> _Work instruction A_: Duplicate the passage of the API tool documentation from "Input — only" to "can fetch separately.".
> _Work instruction B_: According to the API tool documentation, what does the whoami tool return?

Input — only url is required; everything else has sane defaults.
{
"url": "https://example.com",
"extract": {
"markdown": true,
"links": true,
"screenshot": { "type": "full_page", "device_mode": "desktop" },
},
"require_js": false,
"proxy": "basic",
"exclude_selectors": ["nav", "footer"],
"cache": { "max_age": 3600 },
"location": { "locale": "en-US", "country": "US" },
}Output — full scrape result. Screenshots are returned as signed download URLs the agent can fetch separately.
map
Build (or fetch a cached) link-map for a website. Combines sitemap discovery with homepage link extraction. Use this to enumerate a site before scraping selected pages.
{
"url": "https://example.com",
"sitemap_only": false,
"types": { "internal": true, "external": false, "internal_subdomains": true },
"max_urls": 5000,
"page": 1,
"limit": 1000,
}usage
Returns the current billing-cycle snapshot: total / used / available credits, used quota percent, max concurrency, and cycle reset timestamp. Takes no arguments.
whoami
Returns the organization name, token name, and truncated token preview for the configured API key. Useful for confirming which account is in use before credit-consuming operations.

> _Dataset records_:
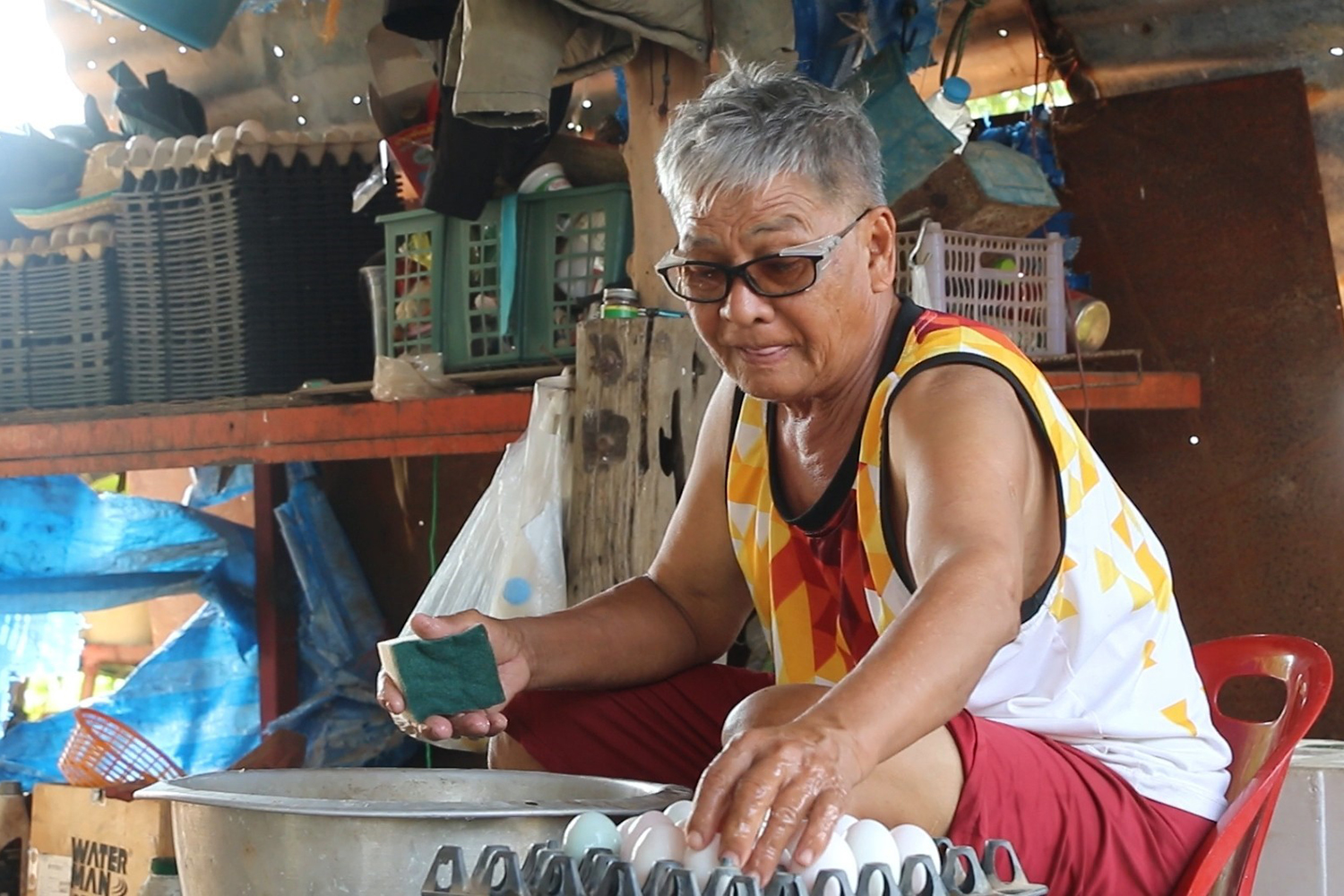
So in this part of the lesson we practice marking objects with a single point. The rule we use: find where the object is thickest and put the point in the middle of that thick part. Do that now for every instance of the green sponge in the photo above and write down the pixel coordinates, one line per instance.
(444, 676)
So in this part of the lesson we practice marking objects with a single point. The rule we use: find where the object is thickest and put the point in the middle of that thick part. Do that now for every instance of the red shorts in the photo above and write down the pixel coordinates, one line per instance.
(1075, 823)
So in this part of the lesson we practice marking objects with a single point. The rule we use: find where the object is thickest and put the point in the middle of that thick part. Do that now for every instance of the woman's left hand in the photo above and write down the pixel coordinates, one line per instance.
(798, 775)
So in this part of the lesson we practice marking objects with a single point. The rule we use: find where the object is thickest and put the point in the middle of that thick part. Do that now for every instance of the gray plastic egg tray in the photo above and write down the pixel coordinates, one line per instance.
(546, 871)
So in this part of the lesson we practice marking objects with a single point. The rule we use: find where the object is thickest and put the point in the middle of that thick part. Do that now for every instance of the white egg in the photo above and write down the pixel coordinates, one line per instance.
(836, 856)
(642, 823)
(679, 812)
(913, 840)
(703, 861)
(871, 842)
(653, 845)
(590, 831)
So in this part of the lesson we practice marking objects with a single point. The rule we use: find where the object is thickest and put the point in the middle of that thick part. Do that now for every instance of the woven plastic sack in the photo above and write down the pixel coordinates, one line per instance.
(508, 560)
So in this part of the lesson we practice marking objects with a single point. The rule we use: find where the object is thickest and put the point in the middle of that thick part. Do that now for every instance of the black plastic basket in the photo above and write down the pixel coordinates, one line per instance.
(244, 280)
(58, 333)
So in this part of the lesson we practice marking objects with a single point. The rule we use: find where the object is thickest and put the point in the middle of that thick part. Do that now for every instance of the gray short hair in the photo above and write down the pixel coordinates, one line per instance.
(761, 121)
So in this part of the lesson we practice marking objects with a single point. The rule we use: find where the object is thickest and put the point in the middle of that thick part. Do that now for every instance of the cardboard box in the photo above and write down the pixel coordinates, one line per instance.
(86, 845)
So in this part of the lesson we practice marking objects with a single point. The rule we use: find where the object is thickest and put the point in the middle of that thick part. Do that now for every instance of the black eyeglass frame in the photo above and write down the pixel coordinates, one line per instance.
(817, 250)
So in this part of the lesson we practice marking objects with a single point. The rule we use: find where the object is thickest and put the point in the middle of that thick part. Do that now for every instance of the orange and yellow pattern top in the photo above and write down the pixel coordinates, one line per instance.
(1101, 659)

> _Exercise answer A_:
Input — only url is required; everything else has sane defaults.
{
"url": "https://example.com",
"extract": {
"markdown": true,
"links": true,
"screenshot": { "type": "full_page", "device_mode": "desktop" },
},
"require_js": false,
"proxy": "basic",
"exclude_selectors": ["nav", "footer"],
"cache": { "max_age": 3600 },
"location": { "locale": "en-US", "country": "US" },
}Output — full scrape result. Screenshots are returned as signed download URLs the agent can fetch separately.

> _Exercise answer B_: The organization name, token name, and truncated token preview for the configured API key.